Aim: Give back exactly the lines from the one containing "Where can you see the tile" through the end of the records, including both, and no others.

Provided data:
☆ ☆ ☆ ☆ ☆

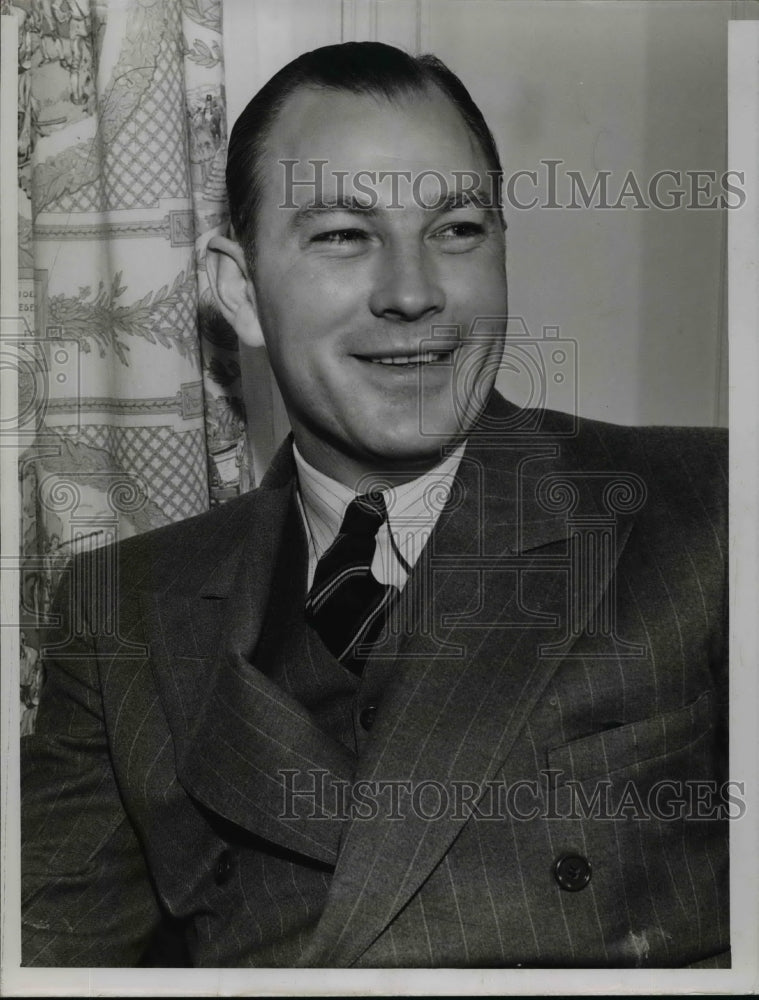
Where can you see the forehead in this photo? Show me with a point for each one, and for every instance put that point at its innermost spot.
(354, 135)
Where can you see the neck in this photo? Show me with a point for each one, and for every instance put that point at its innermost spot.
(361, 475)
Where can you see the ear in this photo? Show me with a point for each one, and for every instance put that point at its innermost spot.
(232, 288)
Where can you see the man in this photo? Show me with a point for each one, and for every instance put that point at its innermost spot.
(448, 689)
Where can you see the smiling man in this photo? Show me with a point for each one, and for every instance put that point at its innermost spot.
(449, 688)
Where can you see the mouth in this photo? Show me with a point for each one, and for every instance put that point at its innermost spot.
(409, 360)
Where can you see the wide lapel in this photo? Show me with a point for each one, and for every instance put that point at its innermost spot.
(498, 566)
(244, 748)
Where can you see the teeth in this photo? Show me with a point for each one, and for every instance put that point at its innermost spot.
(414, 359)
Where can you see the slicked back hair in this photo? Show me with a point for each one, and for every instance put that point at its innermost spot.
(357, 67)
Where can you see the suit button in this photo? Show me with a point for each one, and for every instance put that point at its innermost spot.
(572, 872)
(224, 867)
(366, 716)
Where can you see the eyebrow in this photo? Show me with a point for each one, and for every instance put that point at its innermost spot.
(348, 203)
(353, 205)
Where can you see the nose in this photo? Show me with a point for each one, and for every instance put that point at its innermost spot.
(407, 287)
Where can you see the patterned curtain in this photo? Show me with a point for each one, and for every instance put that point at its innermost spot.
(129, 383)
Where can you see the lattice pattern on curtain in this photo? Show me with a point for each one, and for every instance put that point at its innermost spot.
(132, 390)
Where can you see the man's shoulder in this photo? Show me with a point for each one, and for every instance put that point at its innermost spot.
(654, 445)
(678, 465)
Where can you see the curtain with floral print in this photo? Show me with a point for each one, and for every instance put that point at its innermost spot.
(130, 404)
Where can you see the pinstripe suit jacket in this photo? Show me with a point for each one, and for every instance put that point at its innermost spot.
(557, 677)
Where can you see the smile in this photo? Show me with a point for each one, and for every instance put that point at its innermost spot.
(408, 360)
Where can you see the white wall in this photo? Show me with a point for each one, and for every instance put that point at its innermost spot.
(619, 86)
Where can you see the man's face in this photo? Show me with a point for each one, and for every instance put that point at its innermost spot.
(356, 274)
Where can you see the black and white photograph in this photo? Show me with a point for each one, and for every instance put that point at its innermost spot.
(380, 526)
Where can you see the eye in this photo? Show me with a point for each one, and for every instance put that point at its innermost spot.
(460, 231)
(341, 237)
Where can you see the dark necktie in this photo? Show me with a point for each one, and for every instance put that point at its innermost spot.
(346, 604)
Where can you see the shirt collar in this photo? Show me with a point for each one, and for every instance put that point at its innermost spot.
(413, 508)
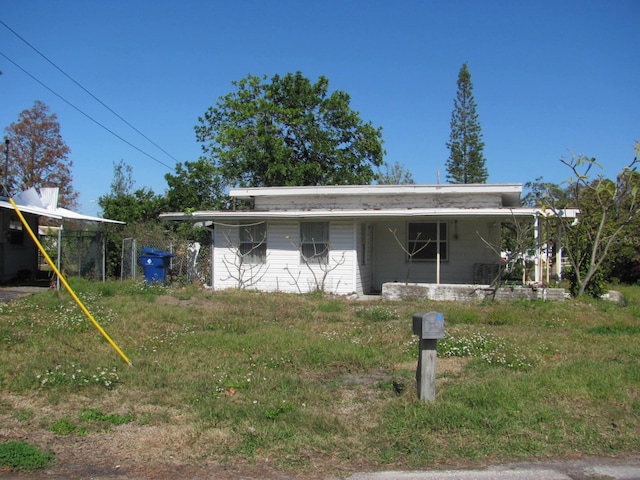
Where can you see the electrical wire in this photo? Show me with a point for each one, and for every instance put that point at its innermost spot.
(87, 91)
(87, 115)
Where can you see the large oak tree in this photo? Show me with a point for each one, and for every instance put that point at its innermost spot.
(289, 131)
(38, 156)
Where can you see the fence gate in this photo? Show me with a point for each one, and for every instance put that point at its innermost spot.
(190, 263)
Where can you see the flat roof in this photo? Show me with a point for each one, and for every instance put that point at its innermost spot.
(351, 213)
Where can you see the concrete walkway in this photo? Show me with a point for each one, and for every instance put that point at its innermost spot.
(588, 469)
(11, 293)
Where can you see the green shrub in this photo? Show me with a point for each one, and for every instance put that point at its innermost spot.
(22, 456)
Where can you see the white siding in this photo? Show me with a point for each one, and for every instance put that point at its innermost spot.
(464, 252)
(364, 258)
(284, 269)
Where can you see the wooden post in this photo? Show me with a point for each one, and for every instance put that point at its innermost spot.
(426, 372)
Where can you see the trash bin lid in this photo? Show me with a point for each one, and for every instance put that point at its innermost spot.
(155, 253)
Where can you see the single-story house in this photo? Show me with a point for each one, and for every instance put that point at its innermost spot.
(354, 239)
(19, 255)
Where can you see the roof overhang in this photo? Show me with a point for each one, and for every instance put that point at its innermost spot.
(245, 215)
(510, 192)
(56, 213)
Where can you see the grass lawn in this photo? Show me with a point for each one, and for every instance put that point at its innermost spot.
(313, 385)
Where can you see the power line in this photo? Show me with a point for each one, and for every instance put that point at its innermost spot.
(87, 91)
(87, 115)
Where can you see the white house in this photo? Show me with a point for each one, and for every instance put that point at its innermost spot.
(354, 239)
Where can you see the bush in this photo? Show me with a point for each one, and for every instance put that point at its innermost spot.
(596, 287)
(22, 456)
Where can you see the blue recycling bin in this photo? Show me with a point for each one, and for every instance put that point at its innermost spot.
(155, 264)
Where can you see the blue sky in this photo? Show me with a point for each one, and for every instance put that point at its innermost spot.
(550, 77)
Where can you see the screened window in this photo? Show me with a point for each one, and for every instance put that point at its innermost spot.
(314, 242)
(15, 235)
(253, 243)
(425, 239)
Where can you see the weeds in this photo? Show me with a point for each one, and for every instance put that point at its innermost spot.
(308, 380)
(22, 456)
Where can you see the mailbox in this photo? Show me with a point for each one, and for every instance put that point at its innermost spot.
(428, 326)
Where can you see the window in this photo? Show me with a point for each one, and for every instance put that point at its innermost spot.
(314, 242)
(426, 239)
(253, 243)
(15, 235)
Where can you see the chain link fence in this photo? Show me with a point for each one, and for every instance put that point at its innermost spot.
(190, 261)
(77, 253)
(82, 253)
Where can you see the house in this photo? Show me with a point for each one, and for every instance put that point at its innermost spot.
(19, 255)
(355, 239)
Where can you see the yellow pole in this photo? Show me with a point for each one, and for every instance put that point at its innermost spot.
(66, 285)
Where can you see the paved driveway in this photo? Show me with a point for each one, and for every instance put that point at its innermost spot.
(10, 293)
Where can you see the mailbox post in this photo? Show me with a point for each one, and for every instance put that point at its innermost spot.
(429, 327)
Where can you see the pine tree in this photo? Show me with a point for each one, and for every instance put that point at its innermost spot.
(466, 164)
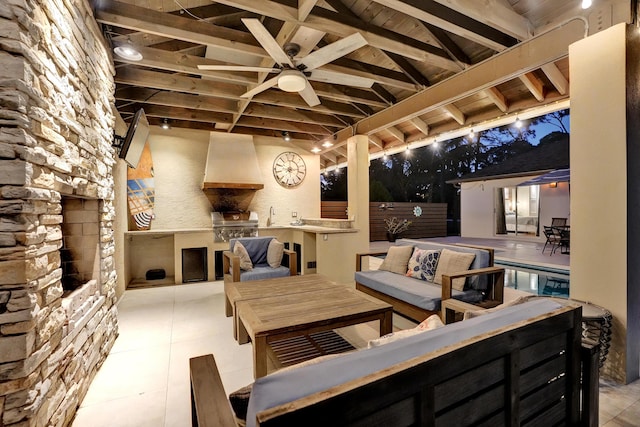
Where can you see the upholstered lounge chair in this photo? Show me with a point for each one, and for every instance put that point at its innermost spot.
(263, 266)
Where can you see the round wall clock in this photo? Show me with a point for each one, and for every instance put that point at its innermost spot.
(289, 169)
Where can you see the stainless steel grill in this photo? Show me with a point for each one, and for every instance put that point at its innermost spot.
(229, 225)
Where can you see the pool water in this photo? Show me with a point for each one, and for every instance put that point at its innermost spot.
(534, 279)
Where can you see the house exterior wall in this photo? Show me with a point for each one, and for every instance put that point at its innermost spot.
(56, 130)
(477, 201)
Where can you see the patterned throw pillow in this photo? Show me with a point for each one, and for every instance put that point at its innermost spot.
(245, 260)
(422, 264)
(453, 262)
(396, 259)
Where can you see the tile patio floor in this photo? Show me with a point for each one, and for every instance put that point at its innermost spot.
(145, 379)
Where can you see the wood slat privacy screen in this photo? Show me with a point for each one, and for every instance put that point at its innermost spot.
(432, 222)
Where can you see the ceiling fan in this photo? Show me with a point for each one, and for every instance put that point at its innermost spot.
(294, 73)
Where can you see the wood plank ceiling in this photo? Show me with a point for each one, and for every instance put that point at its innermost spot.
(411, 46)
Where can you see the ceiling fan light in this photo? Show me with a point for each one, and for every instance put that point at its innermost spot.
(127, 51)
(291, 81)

☆ ☆ ☆ ☆ ☆

Answer to this problem:
Where can you see the tile patio floor in this photo? Show me with a point for each one, and for every instance put that point at its innermost spot.
(145, 379)
Where can you see the wood slat privacy screen in this photo? Show me with a point for each one, and for every instance put that point at its innermost spot.
(432, 222)
Where can you see the ceiling fan in this photo? Show me with a point for each one, and for every instance put that point at its innermost spot.
(294, 73)
Where can you see the wood plank ceiling in this photo? Show me with a point for each one, and for every instance put that point at its innermost spot.
(411, 46)
Where can you see the ceiling fan light in this photo? Show me with a point for each one, and for every instance put that point at its innermost spot.
(127, 51)
(291, 81)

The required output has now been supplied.